**Text segment:**
----------

PyTorch Sequence Modeling

Introduction

Sequence modeling is an essential part of Natural Language Processing (NLP) that deals with processing sequential data like text, speech, or time series. In NLP, words in sentences follow a sequential order that carries semantic meaning. PyTorch provides powerful tools to build and train sequence models that can understand this sequential nature of language data.

In this tutorial, we'll explore how to implement sequence models using PyTorch for NLP tasks. We'll start with the basics of sequence representation and gradually move to more complex architectures like Recurrent Neural Networks (RNNs), Long Short-Term Memory networks (LSTMs), and get a glimpse of modern Transformer-based approaches.

Prerequisites

Before diving in, you should have:

Basic understanding of PyTorch tensors and neural networks
Familiarity with Python programming
Basic knowledge of NLP concepts

Let's start our journey into sequence modeling with PyTorch!

Representing Sequences in PyTorch

Before we can build models, we need to represent text data as numerical tensors that PyTorch can process.

Text Preprocessing

import torch
import torch.nn as nn
import numpy as np

# Sample text data
text = "PyTorch makes sequence modeling easy and efficient"

# Simple preprocessing: lowercase and tokenize
tokens = text.lower().split()
print(f"Tokens: {tokens}")

# Create a vocabulary (mapping from words to indices)
vocab = {word: idx for idx, word in enumerate(sorted(set(tokens)))}
vocab_size = len(vocab)

print(f"Vocabulary: {vocab}")
print(f"Vocabulary size: {vocab_size}")

Output:

Tokens: ['pytorch', 'makes', 'sequence', 'modeling', 'easy', 'and', 'efficient']
Vocabulary: {'and': 0, 'easy': 1, 'efficient': 2, 'makes': 3, 'modeling': 4, 'pytorch': 5, 'sequence': 6}
Vocabulary size: 7

Converting Text to Tensors

Now let's convert our tokens into numerical tensors:

# Convert tokens to tensor of indices
indices = [vocab[token] for token in tokens]
tensor_sequence = torch.tensor(indices, dtype=torch.long)
print(f"Tensor representation: {tensor_sequence}")

# One-hot encoding
def one_hot_encode(tensor, vocab_size):
    one_hot = torch.zeros(tensor.size(0), vocab_size)
    one_hot.scatter_(1, tensor.unsqueeze(1), 1)

----------

**Dataset extract:**
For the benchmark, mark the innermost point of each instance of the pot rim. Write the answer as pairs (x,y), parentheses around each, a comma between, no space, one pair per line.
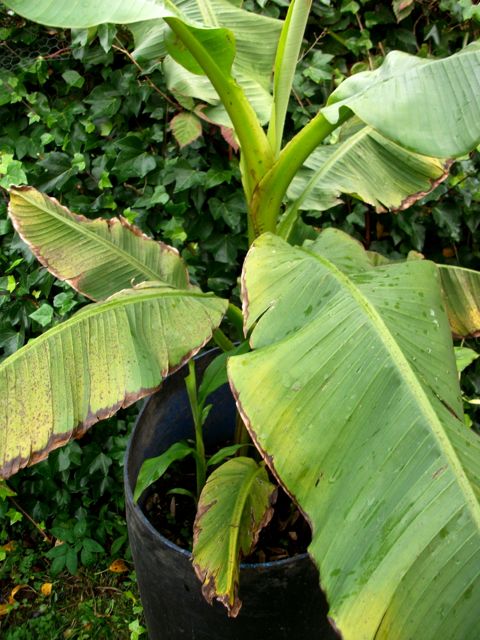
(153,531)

----------

**Objective 1:** Why does the PyTorch sequence modeling tutorial convert text into numerical tensors before building any models? Answer in one to three sentences.
**Objective 2:** Pick up the PyTorch sequence modeling tutorial at the point where it stops and write its next part.

**Task result 1:** Models can only be built on data that PyTorch can process, and PyTorch works with numerical tensors. Text has to be represented in that form first.

**Task result 2:**
    return one_hot

one_hot_sequence = one_hot_encode(tensor_sequence, vocab_size)
print(f"One-hot encoded shape: {one_hot_sequence.shape}")
print(f"First token one-hot: {one_hot_sequence[0]}")

Output:

Tensor representation: tensor([5, 3, 6, 4, 1, 0, 2])
One-hot encoded shape: torch.Size([7, 7])
First token one-hot: tensor([0., 0., 0., 0., 0., 1., 0.])

Recurrent Neural Networks (RNNs) in PyTorch

RNNs are the foundation of sequence modeling. They process sequential data by maintaining a hidden state that captures information about previous elements in the sequence.

Simple RNN Implementation

class SimpleRNN(nn.Module):
    def __init__(self, input_size, hidden_size, output_size):
        super(SimpleRNN, self).__init__()
        self.hidden_size = hidden_size
        # RNN layer
        self.rnn = nn.RNN(input_size, hidden_size, batch_first=True)
        # Output layer
        self.fc = nn.Linear(hidden_size, output_size)
    
    def forward(self, x):
        # Initialize hidden state with zeros
        batch_size = x.size(0)
        h0 = torch.zeros(1, batch_size, self.hidden_size).to(x.device)
        
        # Forward propagate RNN
        out, _ = self.rnn(x, h0)
        
        # Decode the hidden state of the last time step
        out = self.fc(out[:, -1, :])
        return out

# Example usage
input_size = 10  # Size of each input vector
hidden_size = 20  # Size of hidden state
output_size = 2  # Size of output (e.g., for classification)

# Create model instance
model = SimpleRNN(input_size, hidden_size, output_size)

# Create a random batch of sequences: (batch_size, sequence_length, input_size)
batch_size = 3
sequence_length = 5
x = torch.randn(batch_size, sequence_length, input_size)

# Forward pass
output = model(x)
print(f"Input shape: {x.shape}")
print(f"Output shape: {output.shape}")

Output:

Input shape: torch.Size([3, 5, 10])
Output shape: torch.Size([3, 2])

Long Short-Term Memory Networks (LSTMs)

LSTMs are a special kind of RNN designed to address the vanishing gradient problem, making them better at capturing long-term dependencies.

LSTM Implementation

class LSTMModel(nn.Module):
    def __init__(self, vocab_size, embedding_dim, hidden_dim, output_dim, n_layers=1, dropout=0.5):
        super().__init__()
        
        # Embedding layer
        self.embedding = nn.Embedding(vocab_size, embedding_dim)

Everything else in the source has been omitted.